Source text:
• • • • •

Cap Gemini estimates that open data was worth 32 billion euros in 2010 to Europe, growing at 7% per year, while McKinsey estimates the global value at US$3 trillion per year and the UK estimated earlier this year (PDF) that the value of releasing their geospatial data alone as open data would be 13 million pounds per year by 2016.
There’s been a range of similar reports across the world (as aggregated by the Open Data Institute) – all of which point to a similar conclusion.
However realising this economic value, in productivity, efficiencies and direct revenue, is dependent on governments doing one thing that they’ve so far failed to do – releasing open data in a planned, consistent and managed way.
Thus far most governments have followed a haphazard route to open data, releasing the ‘low hanging fruit’ first (data already in releasable form, with few privacy concerns and considered ‘low risk’ as it doesn’t call into question government decisions), and then progressively releasing esoteric and almost random data sets at inconsistent intervals.
Many governments have clear processes for individuals and organisations to request the release of specific data sets – however a clear process which doesn’t support the goal is of little value.
These requests have little influence on agency decisions on releasing data and I have yet to see any government mandate that these requests need to be officially considered and actioned or responded to within a set timeframe.
Without any real weight or structure, processes for requesting data sets can’t be relied on by people seeking to build a business on open data.
Data consistency is an even bigger issue. In nations like Australia the federal and state governments each have their own open data sites. However there’s no agreed national strategy on data release. Every jurisdiction releases different sets of data, with few attempts to aggregate state-level data into national datasets covering all jurisdictions.
Even when similar data sets are released by different states this is complicated at the back-end by different laws, different collection techniques and frequencies and differences in analysis and measurement approaches – not to mention differences in formats and naming conventions. This can make it costly, if not impossible, for businesses or individuals to aggregate data from different states and use it for a national goal.
On top of this, many agencies still resist calls to release data. Some due to a closed culture or a hope that ‘open data’ is a passing fad, others due to the costs of reviewing and releasing data (without any ability to offset them in fees or additional funding) and some due to concerns around data quality, political impact or reputational damage to the agencies themselves.

• • • • •

Exercise data:
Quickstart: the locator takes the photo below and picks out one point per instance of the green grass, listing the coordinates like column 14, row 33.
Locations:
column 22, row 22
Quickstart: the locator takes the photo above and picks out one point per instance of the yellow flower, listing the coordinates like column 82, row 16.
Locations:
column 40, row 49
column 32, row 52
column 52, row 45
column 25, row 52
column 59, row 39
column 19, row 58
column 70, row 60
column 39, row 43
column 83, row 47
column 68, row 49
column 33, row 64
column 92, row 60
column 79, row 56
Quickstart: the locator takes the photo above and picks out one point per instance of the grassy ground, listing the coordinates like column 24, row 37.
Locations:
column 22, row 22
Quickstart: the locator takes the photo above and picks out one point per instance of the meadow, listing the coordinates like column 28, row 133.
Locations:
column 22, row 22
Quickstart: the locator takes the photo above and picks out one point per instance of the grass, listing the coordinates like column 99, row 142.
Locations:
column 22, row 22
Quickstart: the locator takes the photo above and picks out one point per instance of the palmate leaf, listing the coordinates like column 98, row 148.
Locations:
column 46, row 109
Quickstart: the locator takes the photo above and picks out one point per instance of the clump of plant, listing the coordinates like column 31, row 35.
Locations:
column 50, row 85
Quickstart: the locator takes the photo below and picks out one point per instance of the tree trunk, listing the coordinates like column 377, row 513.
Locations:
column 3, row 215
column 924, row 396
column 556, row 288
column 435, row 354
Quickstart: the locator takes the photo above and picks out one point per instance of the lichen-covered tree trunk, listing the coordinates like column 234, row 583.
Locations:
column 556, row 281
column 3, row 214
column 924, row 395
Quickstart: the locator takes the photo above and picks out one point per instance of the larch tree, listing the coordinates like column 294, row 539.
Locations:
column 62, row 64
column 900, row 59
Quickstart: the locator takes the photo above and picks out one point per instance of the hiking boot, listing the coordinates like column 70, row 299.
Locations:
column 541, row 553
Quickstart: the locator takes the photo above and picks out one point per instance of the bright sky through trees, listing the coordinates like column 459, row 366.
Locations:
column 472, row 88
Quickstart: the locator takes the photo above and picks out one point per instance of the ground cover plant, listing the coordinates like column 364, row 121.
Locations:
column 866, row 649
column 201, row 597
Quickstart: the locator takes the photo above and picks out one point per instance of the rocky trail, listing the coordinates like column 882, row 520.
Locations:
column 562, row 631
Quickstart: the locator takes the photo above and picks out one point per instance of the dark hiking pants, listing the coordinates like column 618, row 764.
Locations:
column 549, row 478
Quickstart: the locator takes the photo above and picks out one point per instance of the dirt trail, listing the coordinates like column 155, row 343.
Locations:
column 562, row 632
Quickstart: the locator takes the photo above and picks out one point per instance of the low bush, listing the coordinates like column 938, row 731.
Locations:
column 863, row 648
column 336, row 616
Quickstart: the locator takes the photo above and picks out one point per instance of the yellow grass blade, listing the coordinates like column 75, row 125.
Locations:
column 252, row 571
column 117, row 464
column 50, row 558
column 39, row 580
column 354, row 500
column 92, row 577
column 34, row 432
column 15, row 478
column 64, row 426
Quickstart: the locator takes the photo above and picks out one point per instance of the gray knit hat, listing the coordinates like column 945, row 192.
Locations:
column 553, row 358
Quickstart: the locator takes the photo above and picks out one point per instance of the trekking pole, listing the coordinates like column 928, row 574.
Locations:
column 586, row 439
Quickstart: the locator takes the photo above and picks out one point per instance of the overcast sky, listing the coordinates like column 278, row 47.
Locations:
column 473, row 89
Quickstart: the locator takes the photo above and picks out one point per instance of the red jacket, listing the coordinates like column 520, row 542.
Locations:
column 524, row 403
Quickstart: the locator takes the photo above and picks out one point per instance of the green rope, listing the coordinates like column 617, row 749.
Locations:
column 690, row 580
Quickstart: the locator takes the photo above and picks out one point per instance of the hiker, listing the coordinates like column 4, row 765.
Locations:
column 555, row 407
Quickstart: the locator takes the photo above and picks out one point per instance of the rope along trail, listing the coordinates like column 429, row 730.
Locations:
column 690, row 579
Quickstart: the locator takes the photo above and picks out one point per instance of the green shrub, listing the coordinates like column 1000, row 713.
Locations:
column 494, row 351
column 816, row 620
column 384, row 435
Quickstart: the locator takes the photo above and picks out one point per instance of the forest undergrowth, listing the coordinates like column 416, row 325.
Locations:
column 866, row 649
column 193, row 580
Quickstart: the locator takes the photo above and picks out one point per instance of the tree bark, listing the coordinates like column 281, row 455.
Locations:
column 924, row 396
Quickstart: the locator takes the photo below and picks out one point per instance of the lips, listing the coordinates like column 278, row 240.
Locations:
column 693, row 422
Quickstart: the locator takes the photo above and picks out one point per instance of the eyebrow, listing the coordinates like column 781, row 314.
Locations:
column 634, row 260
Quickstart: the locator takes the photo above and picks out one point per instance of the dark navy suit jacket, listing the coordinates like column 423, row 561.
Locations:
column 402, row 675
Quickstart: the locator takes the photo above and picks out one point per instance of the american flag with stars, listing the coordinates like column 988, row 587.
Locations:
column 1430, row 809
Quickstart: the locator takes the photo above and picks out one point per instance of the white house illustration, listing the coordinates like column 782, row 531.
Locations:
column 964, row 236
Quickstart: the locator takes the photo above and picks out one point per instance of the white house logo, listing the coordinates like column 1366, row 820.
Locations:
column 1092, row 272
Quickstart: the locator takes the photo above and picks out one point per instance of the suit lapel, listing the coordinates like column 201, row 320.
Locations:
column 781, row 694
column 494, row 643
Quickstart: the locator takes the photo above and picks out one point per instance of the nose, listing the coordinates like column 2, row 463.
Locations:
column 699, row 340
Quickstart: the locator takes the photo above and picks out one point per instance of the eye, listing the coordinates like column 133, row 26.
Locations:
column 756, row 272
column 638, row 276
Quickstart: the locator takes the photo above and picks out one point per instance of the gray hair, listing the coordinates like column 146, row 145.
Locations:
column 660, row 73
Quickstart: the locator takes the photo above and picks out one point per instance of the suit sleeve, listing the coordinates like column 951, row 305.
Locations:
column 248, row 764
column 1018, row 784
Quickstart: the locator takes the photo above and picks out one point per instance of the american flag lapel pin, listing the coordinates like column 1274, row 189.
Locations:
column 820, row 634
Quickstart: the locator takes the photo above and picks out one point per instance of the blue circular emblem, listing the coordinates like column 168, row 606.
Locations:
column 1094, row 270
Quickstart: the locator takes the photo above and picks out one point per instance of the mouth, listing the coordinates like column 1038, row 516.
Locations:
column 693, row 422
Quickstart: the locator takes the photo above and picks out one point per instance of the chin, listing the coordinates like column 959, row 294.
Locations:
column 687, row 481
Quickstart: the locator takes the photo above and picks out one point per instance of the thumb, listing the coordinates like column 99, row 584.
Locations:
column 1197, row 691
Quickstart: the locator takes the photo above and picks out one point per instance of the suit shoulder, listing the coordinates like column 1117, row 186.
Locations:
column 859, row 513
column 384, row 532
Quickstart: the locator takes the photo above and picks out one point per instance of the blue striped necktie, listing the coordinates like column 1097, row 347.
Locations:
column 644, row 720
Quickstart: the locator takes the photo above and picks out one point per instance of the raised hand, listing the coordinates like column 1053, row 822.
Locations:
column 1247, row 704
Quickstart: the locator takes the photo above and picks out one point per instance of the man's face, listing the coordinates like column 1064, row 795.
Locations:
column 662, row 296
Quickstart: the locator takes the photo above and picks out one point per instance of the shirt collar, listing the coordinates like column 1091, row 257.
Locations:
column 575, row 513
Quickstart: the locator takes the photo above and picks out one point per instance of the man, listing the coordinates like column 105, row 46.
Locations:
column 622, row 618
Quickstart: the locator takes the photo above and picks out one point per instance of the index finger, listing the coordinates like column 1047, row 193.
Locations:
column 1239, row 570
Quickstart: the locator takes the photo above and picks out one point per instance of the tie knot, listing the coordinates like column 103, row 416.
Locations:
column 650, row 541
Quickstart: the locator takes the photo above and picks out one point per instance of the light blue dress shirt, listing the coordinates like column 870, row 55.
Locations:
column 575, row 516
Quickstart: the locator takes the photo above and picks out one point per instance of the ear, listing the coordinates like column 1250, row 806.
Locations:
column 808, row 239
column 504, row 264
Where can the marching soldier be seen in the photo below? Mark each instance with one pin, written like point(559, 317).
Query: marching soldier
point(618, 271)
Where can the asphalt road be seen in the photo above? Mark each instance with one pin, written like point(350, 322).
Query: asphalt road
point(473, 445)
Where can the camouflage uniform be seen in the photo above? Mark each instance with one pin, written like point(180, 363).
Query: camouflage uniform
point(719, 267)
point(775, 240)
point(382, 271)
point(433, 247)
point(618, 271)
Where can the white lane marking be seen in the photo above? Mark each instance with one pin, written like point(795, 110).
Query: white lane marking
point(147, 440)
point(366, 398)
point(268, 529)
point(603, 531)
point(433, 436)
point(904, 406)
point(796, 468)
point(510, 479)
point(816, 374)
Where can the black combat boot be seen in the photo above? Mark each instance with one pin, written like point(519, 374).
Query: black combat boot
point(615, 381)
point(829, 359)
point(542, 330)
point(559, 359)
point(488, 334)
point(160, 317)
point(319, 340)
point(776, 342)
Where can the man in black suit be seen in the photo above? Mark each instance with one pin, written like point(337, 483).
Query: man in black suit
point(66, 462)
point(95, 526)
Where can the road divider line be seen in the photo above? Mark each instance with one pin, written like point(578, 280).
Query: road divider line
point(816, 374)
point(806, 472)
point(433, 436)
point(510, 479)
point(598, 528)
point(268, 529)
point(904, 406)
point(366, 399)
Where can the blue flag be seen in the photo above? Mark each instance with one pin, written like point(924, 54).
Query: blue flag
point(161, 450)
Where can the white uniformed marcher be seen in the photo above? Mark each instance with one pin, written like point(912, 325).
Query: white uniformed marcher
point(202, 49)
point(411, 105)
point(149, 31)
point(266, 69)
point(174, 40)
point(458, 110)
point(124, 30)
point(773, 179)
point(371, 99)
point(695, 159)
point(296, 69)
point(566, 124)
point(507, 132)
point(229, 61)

• • • • •

Brief A: State whether each of the following statements agrees with the open data text, answering yes or no and quoting the words of the text that decide it: (i) Cap Gemini put the value of open data to Europe in 2010 at 32 billion euros; (ii) Australia has an agreed national strategy on data release; (iii) some government has mandated that requests for data sets be responded to within a set timeframe.
Brief B: Copy the passage of the open data text from "These requests have" to "a set timeframe.".

Result A:
(i) Yes: "Cap Gemini estimates that open data was worth 32 billion euros in 2010 to Europe"
(ii) No: "However there’s no agreed national strategy on data release."
(iii) No: "I have yet to see any government mandate that these requests need to be officially considered and actioned or responded to within a set timeframe."

Result B:
These requests have little influence on agency decisions on releasing data and I have yet to see any government mandate that these requests need to be officially considered and actioned or responded to within a set timeframe.